(Saved entries)
□ □ □ □ □ □ □

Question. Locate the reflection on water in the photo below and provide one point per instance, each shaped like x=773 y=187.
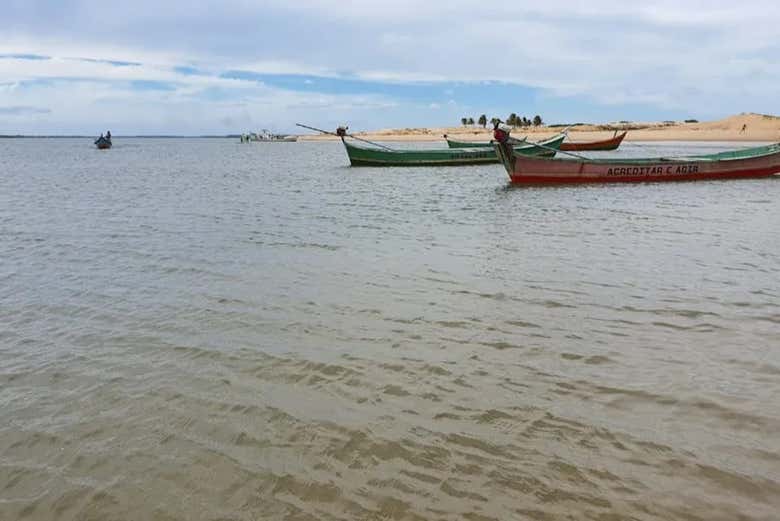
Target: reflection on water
x=198 y=329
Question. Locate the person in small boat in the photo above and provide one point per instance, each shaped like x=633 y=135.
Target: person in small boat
x=500 y=132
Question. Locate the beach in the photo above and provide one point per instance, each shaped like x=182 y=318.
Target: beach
x=757 y=127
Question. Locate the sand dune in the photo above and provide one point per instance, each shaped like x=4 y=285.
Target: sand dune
x=742 y=127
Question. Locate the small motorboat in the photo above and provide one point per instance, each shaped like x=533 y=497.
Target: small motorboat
x=103 y=142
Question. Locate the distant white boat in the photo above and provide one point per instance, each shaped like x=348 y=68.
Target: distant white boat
x=266 y=135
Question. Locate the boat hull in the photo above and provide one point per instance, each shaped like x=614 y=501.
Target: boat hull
x=365 y=156
x=606 y=144
x=757 y=162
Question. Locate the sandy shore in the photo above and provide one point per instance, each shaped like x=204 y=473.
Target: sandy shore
x=757 y=127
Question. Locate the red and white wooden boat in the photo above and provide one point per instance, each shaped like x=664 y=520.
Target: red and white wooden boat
x=761 y=161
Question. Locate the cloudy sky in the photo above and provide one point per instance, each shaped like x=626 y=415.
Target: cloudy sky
x=225 y=66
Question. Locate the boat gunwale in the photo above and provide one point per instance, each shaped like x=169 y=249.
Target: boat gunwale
x=771 y=149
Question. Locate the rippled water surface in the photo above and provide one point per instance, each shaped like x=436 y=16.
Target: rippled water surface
x=204 y=330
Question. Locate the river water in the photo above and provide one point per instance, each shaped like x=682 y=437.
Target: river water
x=195 y=329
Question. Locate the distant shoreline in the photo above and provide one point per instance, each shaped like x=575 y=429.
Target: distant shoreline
x=746 y=127
x=741 y=128
x=22 y=136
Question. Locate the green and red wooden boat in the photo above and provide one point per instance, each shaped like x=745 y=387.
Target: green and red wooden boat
x=763 y=161
x=360 y=155
x=606 y=144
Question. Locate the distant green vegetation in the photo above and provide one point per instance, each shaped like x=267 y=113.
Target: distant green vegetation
x=513 y=120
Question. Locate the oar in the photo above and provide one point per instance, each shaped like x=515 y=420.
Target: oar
x=558 y=151
x=350 y=135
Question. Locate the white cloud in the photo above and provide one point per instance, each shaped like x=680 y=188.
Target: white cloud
x=706 y=57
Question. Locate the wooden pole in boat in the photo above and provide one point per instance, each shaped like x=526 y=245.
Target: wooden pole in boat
x=559 y=151
x=350 y=135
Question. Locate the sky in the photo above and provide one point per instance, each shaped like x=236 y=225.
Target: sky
x=228 y=66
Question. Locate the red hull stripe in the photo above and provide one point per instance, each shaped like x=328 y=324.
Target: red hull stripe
x=561 y=179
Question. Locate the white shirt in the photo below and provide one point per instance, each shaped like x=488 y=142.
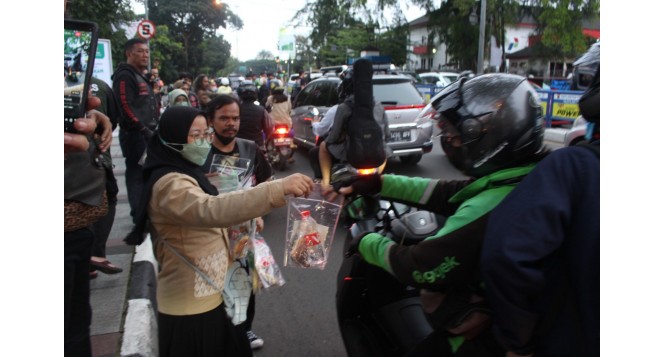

□ □ □ □ □ □ □

Take the data above and repeat it exactly, leaving each picture out.

(SOLUTION)
Question. Locate the reflection on water in the photo below and provide one point per instance, each shaped like x=773 y=187.
Target: reflection on water
x=198 y=329
Question. Locate the person in small boat in the photo above and provide one point per instance, each shaped like x=633 y=135.
Target: person in small boat
x=500 y=132
Question. Locate the beach in the photo above and provide one point per instance, each shaped like x=182 y=318.
Target: beach
x=757 y=127
Question. Locate the sand dune in the photo above and provide one point per instance, each shaped like x=4 y=285.
Target: sand dune
x=742 y=127
Question. Locate the small motorboat in the photo above and provide one point per instance, each shaped like x=533 y=497.
Target: small motorboat
x=103 y=142
Question. Locate the distant white boat in the photo above and provide one point per instance, each shaped like x=348 y=68.
Target: distant white boat
x=266 y=135
Question. Locate the boat hull in the photo above and provide one point per instance, each shaped like x=614 y=501.
Target: boat hull
x=365 y=156
x=606 y=144
x=757 y=162
Question. Locate the sandy shore in the photo above and provide one point per instance, each shaped like x=204 y=473.
Target: sandy shore
x=757 y=127
Question. Locate the red and white wooden boat in the photo above and provide one point per instance, each shaped like x=664 y=520.
Target: red and white wooden boat
x=761 y=161
Question. Locate the cloudy sky in the photo above and provide one point per instance, each shaped like x=626 y=415.
Target: cloudy sky
x=225 y=66
Question. Locate the boat gunwale in the photo above and provide one point per instance, each shaped like x=169 y=249.
Target: boat gunwale
x=771 y=149
Question. Locate the rippled water surface in the photo above and provide one point per instance, each shaped like x=436 y=16.
Target: rippled water surface
x=204 y=330
Question. Locate the river water in the photo above and provide one point per instance, each shaped like x=682 y=437.
Target: river water
x=195 y=329
Question. Locate the distant shoreline in the photo above and provide one point per instance, each shaped like x=575 y=429.
Target: distant shoreline
x=746 y=127
x=741 y=128
x=22 y=136
Question. Locate the green and red wooden boat in the photo above and provide one point per instance, each shaped like x=745 y=387.
Target: green and red wooden boat
x=763 y=161
x=360 y=155
x=606 y=144
Question. Locate the distant green vegetation in the photo above and provide one point per instance, each shaped like x=267 y=113.
Target: distant green vegetation
x=513 y=120
Question. Locate the oar in the photo above and provide one point per instance, each shaped like x=515 y=420.
Target: oar
x=558 y=151
x=350 y=135
Question. Locate the white cloud in the photo above and provide one point per instance, each shaped like x=680 y=188.
Target: white cloud
x=706 y=57
Question. Locate the wooden pole in boat in the photo above and provide one point per instance, each shaped like x=526 y=245.
Target: wooden pole in boat
x=559 y=151
x=350 y=135
Question. Locate the sky in the photo above and provide one point per instance, each shaped like x=236 y=225.
Target: sky
x=228 y=66
Question. Locate the red hull stripe in the photo above and provide one point per instance, each shaped like x=328 y=324.
Target: red hull stripe
x=561 y=179
Question. Locate the white shirt in the photo below and provide one point per instance, each shaped like x=488 y=142.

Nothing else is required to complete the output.